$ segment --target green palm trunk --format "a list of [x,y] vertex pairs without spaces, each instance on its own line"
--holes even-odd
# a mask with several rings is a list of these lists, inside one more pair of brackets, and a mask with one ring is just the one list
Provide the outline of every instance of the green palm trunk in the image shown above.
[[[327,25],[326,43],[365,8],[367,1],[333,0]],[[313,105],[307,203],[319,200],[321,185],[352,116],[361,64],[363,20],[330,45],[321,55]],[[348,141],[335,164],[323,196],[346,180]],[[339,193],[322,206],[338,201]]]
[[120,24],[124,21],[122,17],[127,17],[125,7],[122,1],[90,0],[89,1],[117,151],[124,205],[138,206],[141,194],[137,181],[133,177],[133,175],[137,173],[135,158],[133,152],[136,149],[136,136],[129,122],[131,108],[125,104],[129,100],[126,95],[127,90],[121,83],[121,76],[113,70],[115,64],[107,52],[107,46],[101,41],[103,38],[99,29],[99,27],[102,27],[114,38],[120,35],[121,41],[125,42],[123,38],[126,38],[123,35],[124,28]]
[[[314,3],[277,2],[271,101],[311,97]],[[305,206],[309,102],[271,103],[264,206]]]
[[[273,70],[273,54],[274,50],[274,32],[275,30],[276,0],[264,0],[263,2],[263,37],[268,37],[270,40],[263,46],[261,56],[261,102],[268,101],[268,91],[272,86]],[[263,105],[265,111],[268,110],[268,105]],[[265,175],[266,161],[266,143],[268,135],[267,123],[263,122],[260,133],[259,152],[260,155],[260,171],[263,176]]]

□ □ □ □ □ □ □

Objective :: Please return all of the records above with every character unchanged.

Task answer ::
$ segment --target green palm trunk --format "a list of [x,y] vertex pairs without spaces, each instance on its own line"
--holes even-odd
# a mask with several rings is a list of these lists, inside one more pair of brackets, and a mask with one ring is just the one list
Provide the outline of every instance of the green palm trunk in the image shown above.
[[[327,25],[326,43],[365,8],[367,1],[333,0]],[[313,105],[307,203],[319,200],[321,185],[352,116],[361,64],[363,20],[330,45],[321,55]],[[348,141],[335,164],[323,196],[346,180]],[[339,193],[322,206],[338,201]]]
[[120,24],[124,21],[122,17],[127,17],[125,7],[122,1],[90,0],[89,1],[117,151],[124,205],[138,206],[141,194],[137,181],[133,177],[133,175],[137,173],[135,158],[133,152],[136,149],[136,136],[129,122],[131,108],[125,104],[129,100],[126,95],[127,90],[121,83],[121,76],[113,70],[115,64],[107,52],[107,46],[101,41],[103,38],[99,29],[99,27],[102,27],[114,38],[120,35],[121,41],[125,42],[123,38],[126,38],[123,35],[124,28]]
[[[314,3],[277,2],[271,101],[311,97]],[[305,206],[309,102],[271,103],[264,206]]]
[[[273,70],[273,54],[274,50],[274,32],[275,30],[276,0],[264,0],[263,2],[263,37],[268,37],[270,40],[263,46],[261,56],[261,102],[268,101],[268,91],[272,86]],[[263,105],[265,111],[268,110],[268,105]],[[265,175],[266,161],[266,143],[268,135],[267,123],[263,122],[260,133],[259,152],[260,155],[260,171],[263,176]]]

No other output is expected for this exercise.